CHALLENGE: Copy each of the following items exactly as it appears.

— start TASK INPUTS —

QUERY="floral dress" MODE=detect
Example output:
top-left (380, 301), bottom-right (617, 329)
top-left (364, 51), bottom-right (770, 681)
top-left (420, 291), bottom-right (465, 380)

— end TASK INPUTS —

WORKED ANSWER:
QUERY="floral dress" MODE=detect
Example output:
top-left (380, 301), bottom-right (617, 329)
top-left (364, 51), bottom-right (770, 681)
top-left (420, 291), bottom-right (465, 380)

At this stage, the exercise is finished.